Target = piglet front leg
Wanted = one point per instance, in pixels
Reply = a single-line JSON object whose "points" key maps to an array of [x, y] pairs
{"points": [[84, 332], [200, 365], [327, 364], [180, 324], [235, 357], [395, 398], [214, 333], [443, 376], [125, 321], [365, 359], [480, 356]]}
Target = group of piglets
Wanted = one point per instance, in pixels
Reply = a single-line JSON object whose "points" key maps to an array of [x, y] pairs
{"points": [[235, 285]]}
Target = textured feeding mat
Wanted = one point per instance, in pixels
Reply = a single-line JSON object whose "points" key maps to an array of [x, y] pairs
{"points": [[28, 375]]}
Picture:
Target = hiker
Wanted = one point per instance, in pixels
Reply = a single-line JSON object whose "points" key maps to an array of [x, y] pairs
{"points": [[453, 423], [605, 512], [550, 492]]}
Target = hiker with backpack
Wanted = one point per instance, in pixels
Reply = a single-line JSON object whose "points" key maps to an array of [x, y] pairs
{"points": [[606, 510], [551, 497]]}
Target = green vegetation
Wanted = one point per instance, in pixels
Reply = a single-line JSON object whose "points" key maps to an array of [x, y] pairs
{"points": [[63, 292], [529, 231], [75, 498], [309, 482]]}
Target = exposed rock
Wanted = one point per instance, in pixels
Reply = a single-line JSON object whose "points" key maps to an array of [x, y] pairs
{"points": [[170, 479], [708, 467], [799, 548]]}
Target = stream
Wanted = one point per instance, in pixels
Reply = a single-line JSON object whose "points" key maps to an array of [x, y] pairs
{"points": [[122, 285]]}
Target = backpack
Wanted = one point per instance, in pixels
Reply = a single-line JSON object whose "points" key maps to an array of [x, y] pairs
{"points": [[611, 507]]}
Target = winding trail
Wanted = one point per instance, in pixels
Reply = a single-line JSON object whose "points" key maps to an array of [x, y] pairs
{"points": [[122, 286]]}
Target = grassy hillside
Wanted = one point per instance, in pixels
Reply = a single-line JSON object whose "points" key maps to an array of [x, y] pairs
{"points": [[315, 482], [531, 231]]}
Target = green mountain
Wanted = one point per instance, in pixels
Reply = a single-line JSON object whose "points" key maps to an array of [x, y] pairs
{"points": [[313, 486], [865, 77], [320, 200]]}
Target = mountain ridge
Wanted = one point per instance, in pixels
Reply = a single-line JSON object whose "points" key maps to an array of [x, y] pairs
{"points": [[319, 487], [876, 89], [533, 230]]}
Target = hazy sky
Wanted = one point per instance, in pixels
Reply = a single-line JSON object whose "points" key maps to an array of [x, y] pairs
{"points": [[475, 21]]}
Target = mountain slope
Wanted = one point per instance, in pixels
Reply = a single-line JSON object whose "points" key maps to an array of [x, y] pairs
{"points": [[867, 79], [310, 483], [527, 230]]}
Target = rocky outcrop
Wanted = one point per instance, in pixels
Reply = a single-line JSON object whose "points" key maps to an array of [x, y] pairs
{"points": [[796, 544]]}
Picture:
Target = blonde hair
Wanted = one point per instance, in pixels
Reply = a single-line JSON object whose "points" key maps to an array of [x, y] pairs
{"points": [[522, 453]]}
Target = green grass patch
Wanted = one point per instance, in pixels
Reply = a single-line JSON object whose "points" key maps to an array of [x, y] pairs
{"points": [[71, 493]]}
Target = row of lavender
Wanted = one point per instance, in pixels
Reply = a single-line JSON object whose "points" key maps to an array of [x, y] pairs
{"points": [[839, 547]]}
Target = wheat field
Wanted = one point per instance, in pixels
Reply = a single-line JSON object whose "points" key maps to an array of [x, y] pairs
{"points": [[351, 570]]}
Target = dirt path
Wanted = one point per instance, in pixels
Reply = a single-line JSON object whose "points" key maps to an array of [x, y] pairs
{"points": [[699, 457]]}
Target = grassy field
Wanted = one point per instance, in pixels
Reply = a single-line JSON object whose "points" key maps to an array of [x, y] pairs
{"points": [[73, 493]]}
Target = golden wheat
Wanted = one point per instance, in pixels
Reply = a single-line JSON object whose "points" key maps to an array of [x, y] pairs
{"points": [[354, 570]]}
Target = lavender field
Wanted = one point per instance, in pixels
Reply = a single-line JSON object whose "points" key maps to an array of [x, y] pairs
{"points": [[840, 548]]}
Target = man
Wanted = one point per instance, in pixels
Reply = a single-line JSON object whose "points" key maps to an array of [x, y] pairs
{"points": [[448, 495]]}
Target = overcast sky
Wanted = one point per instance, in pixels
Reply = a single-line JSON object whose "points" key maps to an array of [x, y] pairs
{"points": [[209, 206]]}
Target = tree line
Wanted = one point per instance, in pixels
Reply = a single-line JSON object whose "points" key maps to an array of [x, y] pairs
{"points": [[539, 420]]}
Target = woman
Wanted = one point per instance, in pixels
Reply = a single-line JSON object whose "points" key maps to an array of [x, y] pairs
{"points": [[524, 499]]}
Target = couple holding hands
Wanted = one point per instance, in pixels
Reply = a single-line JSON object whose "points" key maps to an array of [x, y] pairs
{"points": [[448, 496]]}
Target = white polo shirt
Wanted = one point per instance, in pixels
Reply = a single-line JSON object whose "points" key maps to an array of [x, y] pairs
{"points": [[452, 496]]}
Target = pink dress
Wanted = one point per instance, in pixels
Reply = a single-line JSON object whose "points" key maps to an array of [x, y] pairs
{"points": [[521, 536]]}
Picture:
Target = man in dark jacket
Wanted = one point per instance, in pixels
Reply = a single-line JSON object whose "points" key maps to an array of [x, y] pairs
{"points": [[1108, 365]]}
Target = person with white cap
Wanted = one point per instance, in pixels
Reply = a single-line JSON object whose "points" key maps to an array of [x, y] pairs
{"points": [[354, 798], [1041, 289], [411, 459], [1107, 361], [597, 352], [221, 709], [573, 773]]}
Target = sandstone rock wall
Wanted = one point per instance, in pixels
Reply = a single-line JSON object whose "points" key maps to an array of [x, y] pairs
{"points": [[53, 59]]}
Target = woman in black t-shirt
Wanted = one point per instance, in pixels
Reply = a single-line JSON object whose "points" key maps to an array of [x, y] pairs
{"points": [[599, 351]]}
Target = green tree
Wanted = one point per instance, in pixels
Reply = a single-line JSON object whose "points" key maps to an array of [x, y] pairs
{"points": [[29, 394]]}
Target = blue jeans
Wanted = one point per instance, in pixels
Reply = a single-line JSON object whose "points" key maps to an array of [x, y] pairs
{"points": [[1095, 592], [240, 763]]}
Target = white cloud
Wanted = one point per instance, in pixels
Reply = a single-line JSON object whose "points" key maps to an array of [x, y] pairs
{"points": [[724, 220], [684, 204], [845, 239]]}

→ Problem
The string "grassy" appears on some lines of the data above; report how many such lines there are, as a bare number.

→ Response area
2